• [Text provided]:
--- begin ---

User retention is the number of users interacting with your product over a given period. User retention is often used for B2C products and services, mobile apps, and freemium apps.
You calculate user retention over a defined period that you determine. For example, you can audit your user retention rate based on a recurring monthly or quarterly schedule or choose a specific period to examine.
You can calculate user retention for your app or focus on specific features. If you’re measuring user retention for your overall product, you can look at the number of logins over time. For specifics, focus on the number of users interacting with a particular feature over your timeframe.
User retention vs. customer retention
User retention measures individual users who log into or use a product (this is a usage metric for product teams). In contrast, customer retention measures overall accounts paying for a product (this is a financial or customer success metric).
Customer retention refers to companies’ ability to retain new customers and turn them into repeat buyers. It is often used instead of user retention for B2B products with larger, multi-year contracts.
Customer retention can indicate whether your marketing product matches your customer expectations. It can also highlight low-quality experiences and pain points customers may face in the customer lifecycle, from poor support to bad onboarding.
User retention vs. churn
Your churn rate shows the number of users you’ve lost over a given period of time — essentially, it’s the opposite of your user retention rate. This could include customers who have canceled their subscriptions (or decided not to renew) or users who have deleted your app.
A high churn rate indicates your users don’t see the value in your product. High churn is also a red flag for vulnerability — it means that your product isn’t meeting users’ needs, which shows there is an opportunity for a competitor to creep into your customer base.
Importance of User Retention
User retention is a critical aspect of any business, regardless of size or industry. It refers to the ability of a company to keep its existing users engaged and satisfied with its products or services over an extended period of time.

--- end ---

• [Stored records]:
--- begin ---

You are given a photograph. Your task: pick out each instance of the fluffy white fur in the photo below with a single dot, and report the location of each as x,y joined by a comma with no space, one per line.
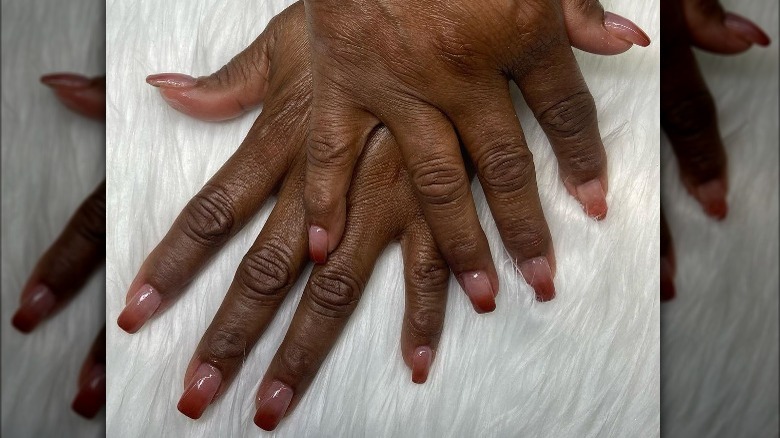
52,160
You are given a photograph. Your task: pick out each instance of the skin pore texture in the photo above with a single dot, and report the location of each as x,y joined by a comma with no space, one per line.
275,71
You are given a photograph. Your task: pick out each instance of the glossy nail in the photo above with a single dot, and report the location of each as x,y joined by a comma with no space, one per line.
421,364
712,196
35,308
593,199
667,280
538,275
171,80
625,29
92,394
139,309
272,405
318,244
200,392
746,29
480,292
66,80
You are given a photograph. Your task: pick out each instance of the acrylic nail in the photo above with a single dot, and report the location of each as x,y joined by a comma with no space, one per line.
66,81
538,275
421,364
746,29
272,405
171,80
593,199
92,394
625,29
200,392
668,290
34,309
139,309
479,290
318,244
712,196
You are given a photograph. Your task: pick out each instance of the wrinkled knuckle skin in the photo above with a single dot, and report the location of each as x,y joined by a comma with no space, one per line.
571,117
439,183
528,236
334,292
689,117
507,166
426,323
265,275
225,345
297,362
209,217
92,219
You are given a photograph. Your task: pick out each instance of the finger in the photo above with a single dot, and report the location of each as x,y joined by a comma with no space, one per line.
668,265
66,265
221,208
328,301
86,96
689,118
593,30
237,87
506,171
92,380
430,149
427,275
336,138
712,28
557,94
264,277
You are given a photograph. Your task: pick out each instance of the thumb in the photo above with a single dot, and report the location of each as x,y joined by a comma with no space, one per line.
712,28
234,89
593,30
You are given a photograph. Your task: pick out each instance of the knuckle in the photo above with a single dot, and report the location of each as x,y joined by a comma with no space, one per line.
224,344
209,217
91,222
334,292
507,166
570,117
690,116
297,361
265,275
439,182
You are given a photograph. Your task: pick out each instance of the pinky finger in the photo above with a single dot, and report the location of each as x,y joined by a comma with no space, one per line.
427,275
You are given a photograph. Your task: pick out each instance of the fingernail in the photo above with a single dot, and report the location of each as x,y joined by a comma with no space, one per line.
746,29
201,391
480,292
712,196
34,309
593,199
66,80
171,80
421,363
667,280
92,394
318,244
538,275
625,29
273,405
139,309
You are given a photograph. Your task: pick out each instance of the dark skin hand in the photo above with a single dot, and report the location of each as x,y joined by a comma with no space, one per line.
688,113
79,250
275,71
436,73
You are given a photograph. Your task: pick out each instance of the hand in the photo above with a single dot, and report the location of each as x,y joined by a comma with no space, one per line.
79,250
436,74
688,114
275,69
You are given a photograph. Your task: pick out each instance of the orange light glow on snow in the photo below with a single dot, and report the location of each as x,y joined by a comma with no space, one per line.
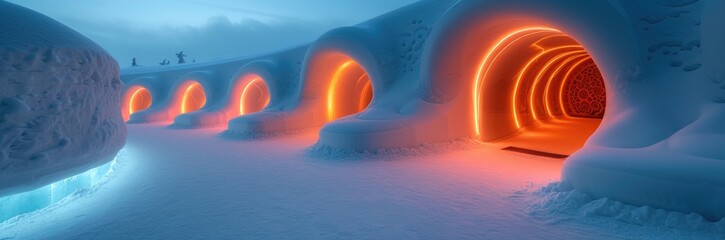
135,99
254,97
350,91
140,100
193,99
490,57
516,83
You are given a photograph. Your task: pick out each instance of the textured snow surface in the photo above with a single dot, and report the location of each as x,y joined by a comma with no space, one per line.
191,184
59,98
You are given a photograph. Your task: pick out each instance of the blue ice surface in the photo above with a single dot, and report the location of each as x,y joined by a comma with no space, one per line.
26,202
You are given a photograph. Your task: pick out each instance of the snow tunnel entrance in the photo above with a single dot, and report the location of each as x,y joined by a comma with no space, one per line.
538,90
350,90
193,98
137,99
254,96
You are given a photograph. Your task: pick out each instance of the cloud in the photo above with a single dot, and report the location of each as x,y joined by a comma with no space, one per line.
218,38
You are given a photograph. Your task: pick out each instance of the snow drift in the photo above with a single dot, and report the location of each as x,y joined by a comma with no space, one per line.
632,90
59,98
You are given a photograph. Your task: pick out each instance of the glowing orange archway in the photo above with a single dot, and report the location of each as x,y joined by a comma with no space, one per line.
529,77
193,98
254,97
136,99
350,90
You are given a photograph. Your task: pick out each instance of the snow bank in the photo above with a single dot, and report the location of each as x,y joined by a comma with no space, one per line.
560,202
59,98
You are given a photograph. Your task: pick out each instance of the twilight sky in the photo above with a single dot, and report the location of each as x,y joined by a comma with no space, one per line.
152,30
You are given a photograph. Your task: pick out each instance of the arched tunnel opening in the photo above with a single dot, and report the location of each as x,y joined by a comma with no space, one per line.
254,96
136,99
537,90
193,98
350,90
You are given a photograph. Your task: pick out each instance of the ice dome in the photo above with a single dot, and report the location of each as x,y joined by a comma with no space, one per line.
59,98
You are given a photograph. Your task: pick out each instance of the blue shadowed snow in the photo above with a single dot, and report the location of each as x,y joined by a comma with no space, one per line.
21,203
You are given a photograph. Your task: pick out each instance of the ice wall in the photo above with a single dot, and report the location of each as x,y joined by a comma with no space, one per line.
59,98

--- end ---

• [What you will do]:
[1] From the passage on user retention, extract the text starting at "You can calculate" and ending at "over your timeframe.".
[2] Answer these questions using the passage on user retention:
(a) What does customer retention measure?
(b) According to the passage, what is the churn rate essentially the opposite of?
(c) What can you look at to measure user retention for an overall product?
[3] Carry on the passage on user retention from its last sentence.
The items are unrelated to the passage on user retention.

• [Exercise responses]:
[1]
You can calculate user retention for your app or focus on specific features. If you’re measuring user retention for your overall product, you can look at the number of logins over time. For specifics, focus on the number of users interacting with a particular feature over your timeframe.

[2]
(a) Overall accounts paying for a product.
(b) The user retention rate.
(c) The number of logins over time.

[3]
Acquisition is more expensive than retaining current customers due to marketing and advertising costs. Companies can reduce these costs by retaining existing customers while still generating revenue. Retained users are more likely to make repeat purchases, increasing each customer’s lifetime value. Satisfied users are also more likely to recommend your product or service to others, leading to new customers and increased revenue.
Consistently providing a positive user experience can create strong brand loyalty, leading to long-term relationships with your customers. Loyal customers are more likely to forgive minor mistakes, like a delay in delivery or a minor product issue, and continue to support your business. They may also become advocates for your brand by promoting it to others through word-of-mouth recommendations.
Retained users also provide valuable feedback on your company’s product or service. This feedback can help identify areas for improvement and refine offerings to better meet customers’ needs. Companies that listen to their users and incorporate their feedback are more likely to build products or services that better align with their customers’ needs.
Customer retention also boosts customer loyalty, which reaps the following benefits:
- Loyal customers often recommend products to their families and friends. The more customers you retain, the more customers you get.
- Loyal customers are more likely to provide helpful product feedback since they’re more invested in it.
- Loyal customers are likely to spend more with a company, which makes them more profitable for your business.
Areas in Customer Journey That Drive Retention
More than 70% of app users churn within the first three months. Users go through three phases during that time: onboarding, activation, and habitual use.
These three phases are significant barriers to user retention because they ask something from your users — they must take action to progress to the next phase. Maintain a high percentage of retained users by ensuring each phase offers a streamlined, pleasant product experience.
1. User onboarding
User onboarding is a hyper-critical stage where first-time users sign up and start to use your product. The goal of user onboarding is to acclimate new users to your product and its features, guide them to their “aha!” moment, and help them experience value with your product (known as time-to-value).
Creating a smooth and straightforward new user onboarding experience can lead users to the next phase more quickly, while a complicated or confusing process will results in high user dropoff and churn. User onboarding is your opportunity to guide users toward your most important features and showcase your product’s potential, motivating them to use it regularly.
That’s why you need to offer new users a great SaaS customer onboarding experience and ensure they can easily find any product information they need.
In your new user onboarding experience, you need to:
- Guide users to their “aha!” moment.
- Reduce time-to-value.
- Provide in-app assistance to overcome technical-related setup and new user issues.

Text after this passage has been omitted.